**WHAT TO PRODUCE:** Go through the data line by line from the top, retyping each exactly, and end with the line that contains "Target: dark skin".

**DATA RECORDS:**
+ + + +

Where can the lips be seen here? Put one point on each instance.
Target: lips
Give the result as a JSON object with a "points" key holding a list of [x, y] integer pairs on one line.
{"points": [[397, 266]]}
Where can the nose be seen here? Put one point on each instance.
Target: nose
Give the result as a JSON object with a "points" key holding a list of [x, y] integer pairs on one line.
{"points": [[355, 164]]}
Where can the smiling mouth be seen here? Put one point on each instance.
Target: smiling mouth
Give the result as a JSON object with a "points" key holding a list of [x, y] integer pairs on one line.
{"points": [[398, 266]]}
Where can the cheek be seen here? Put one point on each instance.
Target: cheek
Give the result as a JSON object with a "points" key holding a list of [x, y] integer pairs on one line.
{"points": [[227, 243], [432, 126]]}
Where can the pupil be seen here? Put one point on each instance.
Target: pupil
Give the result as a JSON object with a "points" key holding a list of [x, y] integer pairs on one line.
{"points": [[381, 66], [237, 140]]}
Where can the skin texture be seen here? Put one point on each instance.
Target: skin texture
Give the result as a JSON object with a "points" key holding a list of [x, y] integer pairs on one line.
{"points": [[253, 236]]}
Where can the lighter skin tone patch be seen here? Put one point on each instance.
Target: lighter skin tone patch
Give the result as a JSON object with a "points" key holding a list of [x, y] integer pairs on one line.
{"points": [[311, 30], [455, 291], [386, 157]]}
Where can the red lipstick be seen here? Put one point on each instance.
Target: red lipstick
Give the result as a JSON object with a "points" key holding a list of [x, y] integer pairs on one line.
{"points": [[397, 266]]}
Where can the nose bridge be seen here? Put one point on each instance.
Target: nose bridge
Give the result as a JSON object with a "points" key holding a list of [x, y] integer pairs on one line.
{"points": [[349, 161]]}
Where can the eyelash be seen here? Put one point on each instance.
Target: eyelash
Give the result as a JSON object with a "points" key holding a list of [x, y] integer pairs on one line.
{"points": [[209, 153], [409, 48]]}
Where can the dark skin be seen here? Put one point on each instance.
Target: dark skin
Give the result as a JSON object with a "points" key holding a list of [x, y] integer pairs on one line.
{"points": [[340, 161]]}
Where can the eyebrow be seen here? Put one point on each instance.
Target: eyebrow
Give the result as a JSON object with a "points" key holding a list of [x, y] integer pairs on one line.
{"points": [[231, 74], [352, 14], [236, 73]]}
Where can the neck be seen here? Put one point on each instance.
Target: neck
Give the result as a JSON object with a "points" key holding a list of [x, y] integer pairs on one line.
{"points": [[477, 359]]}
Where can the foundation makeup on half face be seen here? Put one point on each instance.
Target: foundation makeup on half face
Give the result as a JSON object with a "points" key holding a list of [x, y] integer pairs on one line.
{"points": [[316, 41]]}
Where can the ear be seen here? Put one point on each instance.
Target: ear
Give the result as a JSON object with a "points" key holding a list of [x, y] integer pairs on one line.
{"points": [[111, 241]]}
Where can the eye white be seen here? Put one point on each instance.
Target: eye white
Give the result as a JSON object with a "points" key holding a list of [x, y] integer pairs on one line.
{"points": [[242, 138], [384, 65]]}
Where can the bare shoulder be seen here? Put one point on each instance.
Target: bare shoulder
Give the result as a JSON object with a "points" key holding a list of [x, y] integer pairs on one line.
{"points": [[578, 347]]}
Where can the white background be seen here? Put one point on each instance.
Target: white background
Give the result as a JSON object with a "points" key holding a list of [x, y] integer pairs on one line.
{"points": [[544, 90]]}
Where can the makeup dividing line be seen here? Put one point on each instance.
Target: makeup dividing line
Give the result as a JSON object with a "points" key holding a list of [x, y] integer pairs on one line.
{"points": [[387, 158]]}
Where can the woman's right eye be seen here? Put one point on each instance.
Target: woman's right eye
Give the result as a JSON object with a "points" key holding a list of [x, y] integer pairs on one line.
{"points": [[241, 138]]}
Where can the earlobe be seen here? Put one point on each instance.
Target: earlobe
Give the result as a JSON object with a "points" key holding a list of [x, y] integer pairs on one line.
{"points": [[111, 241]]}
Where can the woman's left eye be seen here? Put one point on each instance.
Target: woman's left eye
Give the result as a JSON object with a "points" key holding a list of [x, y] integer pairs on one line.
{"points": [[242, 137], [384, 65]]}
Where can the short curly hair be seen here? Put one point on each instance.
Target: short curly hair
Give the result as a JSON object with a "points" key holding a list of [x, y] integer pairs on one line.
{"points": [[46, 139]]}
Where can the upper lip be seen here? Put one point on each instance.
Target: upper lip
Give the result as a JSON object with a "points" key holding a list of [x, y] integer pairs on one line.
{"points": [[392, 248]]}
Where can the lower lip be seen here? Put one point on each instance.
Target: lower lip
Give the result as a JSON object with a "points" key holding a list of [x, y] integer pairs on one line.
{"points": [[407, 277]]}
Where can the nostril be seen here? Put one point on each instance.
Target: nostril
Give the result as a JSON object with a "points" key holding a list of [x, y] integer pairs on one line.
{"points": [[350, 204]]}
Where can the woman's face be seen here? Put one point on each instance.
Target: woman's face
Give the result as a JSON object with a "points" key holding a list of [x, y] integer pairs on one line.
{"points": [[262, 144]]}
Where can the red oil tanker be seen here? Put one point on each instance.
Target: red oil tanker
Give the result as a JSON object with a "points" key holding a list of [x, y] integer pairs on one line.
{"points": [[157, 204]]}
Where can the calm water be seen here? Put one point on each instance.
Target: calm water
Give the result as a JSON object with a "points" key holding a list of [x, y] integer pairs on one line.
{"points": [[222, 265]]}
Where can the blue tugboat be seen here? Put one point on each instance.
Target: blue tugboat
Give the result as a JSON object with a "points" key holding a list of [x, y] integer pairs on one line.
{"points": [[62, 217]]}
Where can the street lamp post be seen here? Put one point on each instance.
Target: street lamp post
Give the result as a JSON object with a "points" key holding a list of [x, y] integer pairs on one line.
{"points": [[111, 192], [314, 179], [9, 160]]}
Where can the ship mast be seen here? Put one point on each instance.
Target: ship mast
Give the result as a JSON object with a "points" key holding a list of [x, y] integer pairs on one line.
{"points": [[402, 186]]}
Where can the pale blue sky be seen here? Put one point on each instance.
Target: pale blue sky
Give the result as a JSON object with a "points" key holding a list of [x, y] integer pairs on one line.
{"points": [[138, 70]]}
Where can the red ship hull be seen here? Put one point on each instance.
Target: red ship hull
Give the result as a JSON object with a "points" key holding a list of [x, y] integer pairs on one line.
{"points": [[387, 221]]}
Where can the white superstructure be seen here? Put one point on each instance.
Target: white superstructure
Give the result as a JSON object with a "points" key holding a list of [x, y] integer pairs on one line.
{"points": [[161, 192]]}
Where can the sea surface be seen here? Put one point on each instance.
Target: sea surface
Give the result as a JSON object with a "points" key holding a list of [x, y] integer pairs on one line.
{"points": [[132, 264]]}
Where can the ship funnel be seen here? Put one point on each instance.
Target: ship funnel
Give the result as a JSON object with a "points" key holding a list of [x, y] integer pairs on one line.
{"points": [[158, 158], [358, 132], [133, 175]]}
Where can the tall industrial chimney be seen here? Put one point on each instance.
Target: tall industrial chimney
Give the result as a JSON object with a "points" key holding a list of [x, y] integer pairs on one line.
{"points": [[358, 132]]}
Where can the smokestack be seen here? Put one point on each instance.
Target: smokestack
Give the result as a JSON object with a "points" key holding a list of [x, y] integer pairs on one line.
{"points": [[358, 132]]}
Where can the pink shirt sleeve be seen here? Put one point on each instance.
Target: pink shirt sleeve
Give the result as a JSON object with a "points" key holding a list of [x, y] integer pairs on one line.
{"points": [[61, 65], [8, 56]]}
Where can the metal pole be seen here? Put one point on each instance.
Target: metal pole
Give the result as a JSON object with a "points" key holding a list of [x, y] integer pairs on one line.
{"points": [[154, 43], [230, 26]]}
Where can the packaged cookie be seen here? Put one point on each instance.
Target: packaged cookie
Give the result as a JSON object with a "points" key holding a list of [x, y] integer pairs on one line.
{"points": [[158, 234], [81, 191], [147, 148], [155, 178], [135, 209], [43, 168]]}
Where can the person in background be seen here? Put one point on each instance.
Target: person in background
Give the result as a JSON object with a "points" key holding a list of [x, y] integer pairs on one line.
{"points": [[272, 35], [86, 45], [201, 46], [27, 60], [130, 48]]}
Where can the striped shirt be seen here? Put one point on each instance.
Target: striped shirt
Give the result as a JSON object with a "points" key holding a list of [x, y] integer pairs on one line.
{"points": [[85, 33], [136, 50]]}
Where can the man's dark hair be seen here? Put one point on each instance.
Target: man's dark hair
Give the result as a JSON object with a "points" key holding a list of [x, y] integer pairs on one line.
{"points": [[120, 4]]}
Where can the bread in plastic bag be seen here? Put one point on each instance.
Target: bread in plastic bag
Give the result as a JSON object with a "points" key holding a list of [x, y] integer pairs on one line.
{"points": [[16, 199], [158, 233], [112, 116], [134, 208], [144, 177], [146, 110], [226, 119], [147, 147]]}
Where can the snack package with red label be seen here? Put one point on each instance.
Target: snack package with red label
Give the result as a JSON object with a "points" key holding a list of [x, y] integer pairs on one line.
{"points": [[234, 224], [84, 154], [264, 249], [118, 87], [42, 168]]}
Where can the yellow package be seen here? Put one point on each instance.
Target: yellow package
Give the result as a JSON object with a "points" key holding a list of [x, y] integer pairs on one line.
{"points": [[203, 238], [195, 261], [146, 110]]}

+ + + +

**RESULT:**
Where can the lips be seen here? Put one point on each instance.
Target: lips
Give the result as a JSON object with a "points" key holding a list of [x, y] integer pairs on one line.
{"points": [[397, 266]]}
Where can the nose be seen here? Put one point on each instance.
Target: nose
Give the result as a JSON object with a "points" key holding a list of [x, y] integer pairs on one line.
{"points": [[355, 164]]}
Where can the smiling mouth be seen here? Put one point on each instance.
Target: smiling mouth
Give the result as a JSON object with a "points" key holding a list of [x, y] integer pairs on one line.
{"points": [[398, 266]]}
Where can the cheek be seen here? Put one point on each instance.
Target: cheek
Give the result as a JSON object with a "points" key holding a list of [x, y] integer pairs on one line.
{"points": [[227, 243], [432, 126]]}
Where can the pupil be seen here? Put one point on each instance.
Target: pupil
Give the result as a JSON object with a "points" key holding a list of [x, y] integer pairs on one line.
{"points": [[381, 66], [237, 140]]}
Where can the skin texture be seen here? Put one point on each instance.
Target: skin texture
Give the result as a JSON object with a "points" key holding a list of [x, y] integer pairs on one line.
{"points": [[253, 236]]}
Where can the lighter skin tone patch be seen here? Put one point on each instance.
Target: lighter skin tone patch
Give the result as a JSON object with a "points" key holding a list of [x, y] integer pairs on one line.
{"points": [[311, 30], [455, 291], [386, 157]]}
Where can the red lipstick be seen here? Put one point on each instance.
Target: red lipstick
Give the result as a JSON object with a "points" key holding a list of [x, y] integer pairs on one line.
{"points": [[397, 266]]}
Where can the nose bridge be seen here? Put one point on each instance.
Target: nose bridge
Give the result as a JSON object with a "points" key holding a list of [x, y] integer pairs on one line.
{"points": [[349, 161]]}
Where can the eyelash be seen here? Put one point on each instance.
Target: eyelash
Give the result as a JSON object with a "points" key holding a list of [x, y] integer pairs on one line.
{"points": [[209, 153], [409, 48]]}
Where can the dark skin be seen here? Put one point on each instance.
Target: dark skin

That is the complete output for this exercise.